Record set:
*** Begin section ***

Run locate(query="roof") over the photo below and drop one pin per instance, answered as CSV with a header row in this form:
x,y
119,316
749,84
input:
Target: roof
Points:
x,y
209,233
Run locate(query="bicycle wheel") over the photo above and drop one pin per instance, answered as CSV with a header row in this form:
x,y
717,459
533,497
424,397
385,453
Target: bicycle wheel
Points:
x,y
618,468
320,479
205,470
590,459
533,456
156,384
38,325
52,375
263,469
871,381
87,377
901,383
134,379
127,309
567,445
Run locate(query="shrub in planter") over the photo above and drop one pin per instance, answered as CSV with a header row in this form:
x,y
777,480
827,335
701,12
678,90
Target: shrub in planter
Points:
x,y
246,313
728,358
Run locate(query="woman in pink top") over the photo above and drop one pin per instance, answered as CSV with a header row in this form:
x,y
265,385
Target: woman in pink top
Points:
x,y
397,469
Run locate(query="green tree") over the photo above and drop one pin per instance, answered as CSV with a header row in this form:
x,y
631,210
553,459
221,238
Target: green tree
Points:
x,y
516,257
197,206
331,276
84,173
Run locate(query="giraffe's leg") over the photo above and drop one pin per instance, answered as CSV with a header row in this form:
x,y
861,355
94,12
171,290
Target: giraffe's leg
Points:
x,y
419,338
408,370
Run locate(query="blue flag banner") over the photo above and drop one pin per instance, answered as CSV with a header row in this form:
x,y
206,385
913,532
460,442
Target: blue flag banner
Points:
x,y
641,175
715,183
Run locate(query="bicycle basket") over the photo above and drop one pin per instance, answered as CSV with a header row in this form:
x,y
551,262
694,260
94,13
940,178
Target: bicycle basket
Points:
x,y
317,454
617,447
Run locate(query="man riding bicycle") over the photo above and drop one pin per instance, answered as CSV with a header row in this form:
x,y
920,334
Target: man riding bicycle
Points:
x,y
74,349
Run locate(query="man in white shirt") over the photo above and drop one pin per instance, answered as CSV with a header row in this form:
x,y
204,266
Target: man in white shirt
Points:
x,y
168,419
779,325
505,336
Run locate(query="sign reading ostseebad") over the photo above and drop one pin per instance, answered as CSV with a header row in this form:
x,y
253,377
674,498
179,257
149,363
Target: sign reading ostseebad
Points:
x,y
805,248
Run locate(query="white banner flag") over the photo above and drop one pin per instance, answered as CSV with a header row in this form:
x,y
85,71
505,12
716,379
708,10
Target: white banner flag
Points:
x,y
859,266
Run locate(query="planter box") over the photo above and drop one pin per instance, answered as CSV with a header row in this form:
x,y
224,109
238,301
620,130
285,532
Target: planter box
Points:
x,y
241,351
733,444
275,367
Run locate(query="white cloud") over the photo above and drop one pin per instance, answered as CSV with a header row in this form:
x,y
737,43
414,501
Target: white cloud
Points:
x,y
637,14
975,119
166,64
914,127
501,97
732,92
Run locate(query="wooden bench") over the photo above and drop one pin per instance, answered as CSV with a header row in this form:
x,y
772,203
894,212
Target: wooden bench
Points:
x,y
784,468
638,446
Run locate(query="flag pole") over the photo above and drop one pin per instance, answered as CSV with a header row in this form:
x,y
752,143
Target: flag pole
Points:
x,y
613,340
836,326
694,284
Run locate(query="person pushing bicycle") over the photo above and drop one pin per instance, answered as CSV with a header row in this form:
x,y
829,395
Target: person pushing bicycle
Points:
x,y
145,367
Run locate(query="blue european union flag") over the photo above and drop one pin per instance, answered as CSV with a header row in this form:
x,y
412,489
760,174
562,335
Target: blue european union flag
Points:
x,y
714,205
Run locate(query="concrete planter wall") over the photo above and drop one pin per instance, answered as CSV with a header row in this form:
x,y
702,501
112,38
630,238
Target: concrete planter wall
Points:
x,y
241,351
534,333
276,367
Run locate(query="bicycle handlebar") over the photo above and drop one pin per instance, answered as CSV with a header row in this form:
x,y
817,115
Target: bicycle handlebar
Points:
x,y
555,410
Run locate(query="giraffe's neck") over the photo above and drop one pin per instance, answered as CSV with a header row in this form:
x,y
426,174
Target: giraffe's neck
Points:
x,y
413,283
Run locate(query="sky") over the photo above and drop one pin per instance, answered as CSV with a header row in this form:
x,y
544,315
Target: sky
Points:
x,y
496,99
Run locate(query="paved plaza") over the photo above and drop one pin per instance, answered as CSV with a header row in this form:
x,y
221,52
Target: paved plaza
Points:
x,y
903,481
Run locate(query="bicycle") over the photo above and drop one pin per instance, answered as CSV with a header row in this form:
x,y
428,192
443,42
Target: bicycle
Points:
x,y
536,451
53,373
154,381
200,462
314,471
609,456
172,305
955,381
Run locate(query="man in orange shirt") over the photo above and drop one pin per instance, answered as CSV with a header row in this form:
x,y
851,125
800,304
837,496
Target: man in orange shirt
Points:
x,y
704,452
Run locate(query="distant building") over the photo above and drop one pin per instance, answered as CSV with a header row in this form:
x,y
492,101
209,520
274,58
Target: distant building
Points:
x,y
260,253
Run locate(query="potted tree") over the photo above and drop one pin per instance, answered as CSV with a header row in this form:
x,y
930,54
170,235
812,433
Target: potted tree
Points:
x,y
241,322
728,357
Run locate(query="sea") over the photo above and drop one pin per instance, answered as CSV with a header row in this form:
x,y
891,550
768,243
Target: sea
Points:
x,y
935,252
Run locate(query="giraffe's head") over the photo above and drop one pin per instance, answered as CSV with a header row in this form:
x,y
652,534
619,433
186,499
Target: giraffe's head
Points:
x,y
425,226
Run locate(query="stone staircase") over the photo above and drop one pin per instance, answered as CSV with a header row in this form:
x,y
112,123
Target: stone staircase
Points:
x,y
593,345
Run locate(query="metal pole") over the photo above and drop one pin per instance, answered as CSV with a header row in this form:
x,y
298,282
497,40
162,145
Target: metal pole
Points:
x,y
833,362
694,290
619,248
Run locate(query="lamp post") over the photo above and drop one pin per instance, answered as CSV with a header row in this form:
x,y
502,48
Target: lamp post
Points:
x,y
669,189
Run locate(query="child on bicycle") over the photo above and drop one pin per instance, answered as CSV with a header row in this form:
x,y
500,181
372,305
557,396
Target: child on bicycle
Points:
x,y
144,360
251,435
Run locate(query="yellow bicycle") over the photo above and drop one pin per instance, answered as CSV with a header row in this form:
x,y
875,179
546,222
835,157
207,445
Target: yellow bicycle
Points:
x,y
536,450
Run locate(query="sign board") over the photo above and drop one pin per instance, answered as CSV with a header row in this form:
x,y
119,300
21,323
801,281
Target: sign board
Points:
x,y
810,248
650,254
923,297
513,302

*** End section ***

Every line in the records that holds the word "bench" should be copied into the answer.

Solution to the problem:
Run locate(query="wooden bench") over the photo above and drop one pin per instance, answered as CSV with a header row in this form:
Target: wooden bench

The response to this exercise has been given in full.